Problem requirements —
Edit the earnings call excerpt starting at "I think that's" and ending at "through the year.", putting "fixed costs" in place of "fixed charges".

Excerpt to read —
▬▬▬▬▬▬▬▬▬▬
Okay. And then just lastly, on free cash flow, I know you're not giving cash flow guidance, but $8 million EBITDA at the midpoint, $9.5 million cash interest, I believe you've said in the past $4 million, $8 million CapEx. It would seem, assuming no changes in net working capital and potentially with some stronger bookings in the second you get a positive boost there. But it seems like the business this year should earn probably high single digits to low double digits in free cash flow. Is that math roughly accurate?

Jon Slabaugh

Analyst

I think that's right to potentially a little bit lower, but right around $9 million to $12 million is probably a good number. If you think about our cash interest expense and our CapEx really hasn't changed as a result of the Board.org divestiture. So, our fixed charges in that capacity was somewhere in the neighborhood of kind of maybe 18 to 20, 18 to 21. But depending on how we track from an EBITDA standpoint that kind of defines it in the -- as you described it. And we certainly have the cash on the balance sheet to fund that for the year. And as we expect continue to progressively increase revenue and adjusted EBITDA, we'll be pacing towards being free cash flow positive, and we'll give you more kind of insights on that as we progress through the year.
▬▬▬▬▬▬▬▬▬▬
Collected data —

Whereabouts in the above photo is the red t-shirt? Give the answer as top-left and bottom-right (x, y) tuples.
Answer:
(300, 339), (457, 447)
▬▬▬▬▬▬▬▬▬▬
Exercise answer —
I think that's right to potentially a little bit lower, but right around $9 million to $12 million is probably a good number. If you think about our cash interest expense and our CapEx really hasn't changed as a result of the Board.org divestiture. So, our fixed costs in that capacity was somewhere in the neighborhood of kind of maybe 18 to 20, 18 to 21. But depending on how we track from an EBITDA standpoint that kind of defines it in the -- as you described it. And we certainly have the cash on the balance sheet to fund that for the year. And as we expect continue to progressively increase revenue and adjusted EBITDA, we'll be pacing towards being free cash flow positive, and we'll give you more kind of insights on that as we progress through the year.